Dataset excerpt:
──────────
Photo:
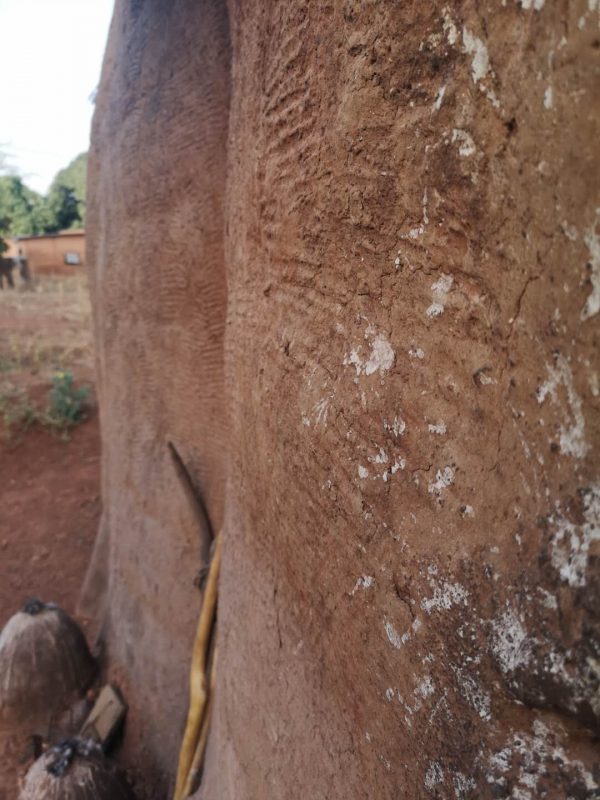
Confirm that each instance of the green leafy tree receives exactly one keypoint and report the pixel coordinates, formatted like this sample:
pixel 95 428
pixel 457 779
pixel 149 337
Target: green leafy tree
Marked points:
pixel 22 211
pixel 62 207
pixel 67 194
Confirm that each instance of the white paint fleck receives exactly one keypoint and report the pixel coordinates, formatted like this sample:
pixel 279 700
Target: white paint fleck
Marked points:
pixel 320 411
pixel 537 5
pixel 472 692
pixel 592 241
pixel 398 640
pixel 397 426
pixel 439 97
pixel 380 458
pixel 450 28
pixel 434 310
pixel 380 359
pixel 527 757
pixel 426 688
pixel 572 436
pixel 571 542
pixel 510 642
pixel 480 60
pixel 445 596
pixel 443 479
pixel 466 147
pixel 439 428
pixel 548 600
pixel 394 637
pixel 364 582
pixel 399 463
pixel 434 775
pixel 439 294
pixel 462 785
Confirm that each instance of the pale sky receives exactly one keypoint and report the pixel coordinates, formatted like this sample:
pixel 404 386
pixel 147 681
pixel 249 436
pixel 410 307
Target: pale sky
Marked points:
pixel 50 58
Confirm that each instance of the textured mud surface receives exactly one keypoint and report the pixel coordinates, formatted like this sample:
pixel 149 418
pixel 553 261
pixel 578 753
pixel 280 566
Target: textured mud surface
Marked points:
pixel 364 305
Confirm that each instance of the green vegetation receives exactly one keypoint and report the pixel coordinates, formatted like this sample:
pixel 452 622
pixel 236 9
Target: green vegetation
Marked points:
pixel 67 402
pixel 24 212
pixel 66 407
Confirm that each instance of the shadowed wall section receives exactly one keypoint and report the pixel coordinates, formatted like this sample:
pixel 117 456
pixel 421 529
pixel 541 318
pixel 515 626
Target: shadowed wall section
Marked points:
pixel 158 282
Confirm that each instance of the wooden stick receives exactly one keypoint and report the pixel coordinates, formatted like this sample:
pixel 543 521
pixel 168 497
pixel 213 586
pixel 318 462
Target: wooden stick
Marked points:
pixel 198 688
pixel 198 761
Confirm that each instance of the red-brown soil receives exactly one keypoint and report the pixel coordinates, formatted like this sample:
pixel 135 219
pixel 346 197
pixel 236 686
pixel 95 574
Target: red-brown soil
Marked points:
pixel 49 487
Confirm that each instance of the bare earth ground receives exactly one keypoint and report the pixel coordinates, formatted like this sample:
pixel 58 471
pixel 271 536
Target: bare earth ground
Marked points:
pixel 49 486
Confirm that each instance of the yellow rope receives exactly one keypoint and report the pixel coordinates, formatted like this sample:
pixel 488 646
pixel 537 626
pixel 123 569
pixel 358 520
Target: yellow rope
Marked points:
pixel 198 688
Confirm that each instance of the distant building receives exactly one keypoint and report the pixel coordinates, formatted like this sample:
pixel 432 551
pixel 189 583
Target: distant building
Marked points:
pixel 51 253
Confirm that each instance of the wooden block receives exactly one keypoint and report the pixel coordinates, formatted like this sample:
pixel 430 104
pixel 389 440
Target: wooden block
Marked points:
pixel 105 718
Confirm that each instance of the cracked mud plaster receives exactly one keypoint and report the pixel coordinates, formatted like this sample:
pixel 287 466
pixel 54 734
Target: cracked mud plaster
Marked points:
pixel 369 264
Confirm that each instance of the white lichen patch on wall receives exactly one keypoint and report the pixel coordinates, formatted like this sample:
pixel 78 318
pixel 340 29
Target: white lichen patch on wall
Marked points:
pixel 528 758
pixel 466 145
pixel 397 426
pixel 439 428
pixel 526 5
pixel 511 644
pixel 445 596
pixel 571 542
pixel 472 692
pixel 592 241
pixel 443 479
pixel 572 435
pixel 477 50
pixel 364 582
pixel 396 639
pixel 480 60
pixel 439 98
pixel 379 359
pixel 434 775
pixel 418 230
pixel 439 295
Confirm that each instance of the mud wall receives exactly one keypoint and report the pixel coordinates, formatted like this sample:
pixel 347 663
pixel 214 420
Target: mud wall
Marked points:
pixel 399 430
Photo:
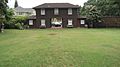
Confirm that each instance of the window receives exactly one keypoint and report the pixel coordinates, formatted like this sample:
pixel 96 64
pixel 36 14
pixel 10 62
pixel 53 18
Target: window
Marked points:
pixel 42 11
pixel 70 21
pixel 56 11
pixel 30 22
pixel 20 13
pixel 42 22
pixel 69 11
pixel 82 21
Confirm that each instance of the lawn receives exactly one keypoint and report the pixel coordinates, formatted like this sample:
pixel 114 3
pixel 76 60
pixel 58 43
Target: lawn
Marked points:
pixel 60 48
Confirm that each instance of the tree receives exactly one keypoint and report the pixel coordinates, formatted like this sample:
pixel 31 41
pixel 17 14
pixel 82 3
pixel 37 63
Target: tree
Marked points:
pixel 16 4
pixel 3 11
pixel 106 7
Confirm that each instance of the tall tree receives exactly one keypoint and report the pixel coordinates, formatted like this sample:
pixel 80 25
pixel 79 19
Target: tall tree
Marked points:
pixel 16 4
pixel 3 11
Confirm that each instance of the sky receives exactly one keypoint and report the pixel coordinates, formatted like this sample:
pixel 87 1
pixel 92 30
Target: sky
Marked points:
pixel 33 3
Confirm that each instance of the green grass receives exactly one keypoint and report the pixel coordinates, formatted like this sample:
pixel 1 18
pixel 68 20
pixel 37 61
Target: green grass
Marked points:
pixel 60 48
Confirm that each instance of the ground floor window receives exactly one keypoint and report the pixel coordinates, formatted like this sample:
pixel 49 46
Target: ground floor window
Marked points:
pixel 43 22
pixel 82 21
pixel 70 22
pixel 30 22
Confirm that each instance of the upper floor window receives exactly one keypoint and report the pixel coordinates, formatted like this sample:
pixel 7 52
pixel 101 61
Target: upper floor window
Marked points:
──────────
Please format every line of the listing above as a numbered list, dropping blank lines and leaving the pictures out.

1. Photo:
2. Confirm that each instance of the green leafy tree receives exactly one keypoint and report the pixel coordinates, formatted like this sample:
3. pixel 95 428
4. pixel 457 779
5. pixel 149 337
6. Target: green leafy tree
7. Marked points:
8. pixel 22 211
9. pixel 62 207
10. pixel 67 194
11. Confirm that each instance of the white paint fleck receives exactly one keypoint and report the pixel coordinates, formatted like this sample:
12. pixel 279 700
13. Target: white paint fleck
14. Marked points:
15. pixel 320 411
16. pixel 537 5
17. pixel 472 692
18. pixel 592 241
19. pixel 398 640
20. pixel 397 426
21. pixel 439 97
22. pixel 380 458
23. pixel 450 28
24. pixel 434 310
25. pixel 380 359
26. pixel 527 757
27. pixel 426 688
28. pixel 572 436
29. pixel 571 542
30. pixel 510 642
31. pixel 480 60
32. pixel 445 596
33. pixel 443 479
34. pixel 466 147
35. pixel 439 428
36. pixel 548 600
37. pixel 394 637
38. pixel 364 582
39. pixel 399 463
40. pixel 434 775
41. pixel 439 294
42. pixel 462 785
43. Confirm that each instance of the pale sky receives exactly one keypoint and report the pixel coordinates, formatted like this sample:
44. pixel 404 386
45. pixel 147 681
46. pixel 249 436
47. pixel 410 307
48. Target: pale sky
49. Marked points:
50. pixel 50 58
51. Confirm that each instance of the textured mud surface receives exactly one keypoint and report the pixel coordinates, formatted like this sample:
52. pixel 149 418
53. pixel 553 261
54. pixel 578 753
55. pixel 280 566
56. Target: textured mud surface
57. Marked points:
58. pixel 364 305
59. Confirm that each instance of the green vegetation receives exactly one keypoint and report the pixel coordinates, formatted like this sample:
60. pixel 452 622
61. pixel 236 9
62. Target: green vegetation
63. Marked points:
64. pixel 67 402
65. pixel 24 212
66. pixel 66 407
67. Confirm that each instance of the shadowed wall section receives exactly one keypoint and report the pixel coordinates, formatted like this sample:
68. pixel 117 456
69. pixel 421 529
70. pixel 541 318
71. pixel 515 626
72. Target: shadowed wall section
73. Marked points:
74. pixel 158 282
75. Confirm that each instance of the wooden stick receives exactly one keypoint and report the pixel coordinates, formatted like this sample:
76. pixel 543 521
77. pixel 168 497
78. pixel 213 586
79. pixel 318 462
80. Target: wooden stick
81. Marked points:
82. pixel 198 688
83. pixel 198 761
84. Confirm that each instance of the red-brown soil receives exactly one keypoint and report the pixel coordinates, formatted like this sample:
85. pixel 135 219
86. pixel 346 197
87. pixel 236 686
88. pixel 95 574
89. Target: red-brown soil
90. Marked points:
91. pixel 49 487
92. Confirm that each instance of the bare earth ground receives exactly one keypoint and report the pixel coordinates, formatted like this sample:
93. pixel 58 471
94. pixel 271 536
95. Target: bare earth ground
96. Marked points:
97. pixel 49 486
98. Confirm that each instance of the yellow rope receives exactly one keypoint and report the pixel coordinates, formatted like this sample:
99. pixel 488 646
100. pixel 537 626
101. pixel 123 569
102. pixel 358 520
103. Target: yellow rope
104. Marked points:
105. pixel 198 688
106. Confirm that each instance of the distant building receives exactly one keypoint and report the pixel coordinates, formatted like this sample:
107. pixel 432 551
108. pixel 189 583
109. Target: distant building
110. Marked points:
111. pixel 51 253
112. Confirm that each instance of the wooden block receives exactly one keypoint and report the pixel coordinates, formatted like this sample:
113. pixel 430 104
114. pixel 389 440
115. Target: wooden block
116. Marked points:
117. pixel 105 718
118. Confirm that each instance of the cracked mud plaster receives exactly one keypoint and report the pixel coordinates, formatted like this sample:
119. pixel 287 466
120. pixel 54 734
121. Target: cracked mud plaster
122. Marked points:
123. pixel 369 264
124. Confirm that each instance of the white lichen patch on wall receives exactly one keypoint and report the pixel coordinates, formatted like this sample:
125. pixel 78 318
126. pixel 340 29
127. Target: white lichen patch on wall
128. Marked points:
129. pixel 528 758
130. pixel 466 145
131. pixel 397 426
132. pixel 439 428
133. pixel 526 5
134. pixel 511 644
135. pixel 445 596
136. pixel 571 542
137. pixel 472 692
138. pixel 592 241
139. pixel 443 479
140. pixel 572 435
141. pixel 477 50
142. pixel 364 582
143. pixel 396 639
144. pixel 480 60
145. pixel 439 98
146. pixel 379 359
147. pixel 434 775
148. pixel 418 230
149. pixel 439 295
150. Confirm that each instance of the mud wall receives exactly one keypoint and report the pixel coordinates, formatted like this sample:
151. pixel 347 663
152. pixel 214 420
153. Target: mud wall
154. Marked points:
155. pixel 399 430
156. Photo:
157. Confirm that each instance of the window receives exactly one keypoint and report the pixel coordinates, formatted like this sample:
158. pixel 96 64
159. pixel 36 14
160. pixel 10 62
161. pixel 53 18
162. Target: window
163. Marked points:
164. pixel 42 11
165. pixel 70 21
166. pixel 56 11
167. pixel 30 22
168. pixel 20 13
169. pixel 42 22
170. pixel 69 11
171. pixel 82 21
172. Confirm that each instance of the lawn receives exactly one keypoint and report the pixel coordinates, formatted like this sample:
173. pixel 114 3
174. pixel 76 60
175. pixel 58 43
176. Target: lawn
177. Marked points:
178. pixel 60 48
179. Confirm that each instance of the tree receives exactly one keypoint and report the pixel coordinates, formatted like this sample:
180. pixel 31 41
181. pixel 17 14
182. pixel 82 3
183. pixel 37 63
184. Target: tree
185. Marked points:
186. pixel 16 4
187. pixel 3 11
188. pixel 106 7
189. Confirm that each instance of the tall tree receives exactly one keypoint and report the pixel coordinates, formatted like this sample:
190. pixel 80 25
191. pixel 79 19
192. Target: tall tree
193. Marked points:
194. pixel 16 4
195. pixel 3 11
196. Confirm that each instance of the sky receives exactly one keypoint and report the pixel coordinates, formatted like this sample:
197. pixel 87 1
198. pixel 92 30
199. Target: sky
200. Marked points:
201. pixel 33 3
202. Confirm that each instance of the green grass receives exactly one keypoint and report the pixel coordinates, formatted like this sample:
203. pixel 1 18
204. pixel 68 20
205. pixel 37 61
206. Target: green grass
207. Marked points:
208. pixel 60 48
209. Confirm that each instance of the ground floor window receives exactly one keypoint and report the pixel coordinates, formatted like this sample:
210. pixel 49 46
211. Target: ground floor window
212. Marked points:
213. pixel 43 22
214. pixel 82 21
215. pixel 70 22
216. pixel 30 22
217. Confirm that each instance of the upper floor window receives exactly one keypoint and report the pixel coordinates, formatted like this sample:
218. pixel 7 52
219. pixel 101 61
220. Target: upper floor window
221. Marked points:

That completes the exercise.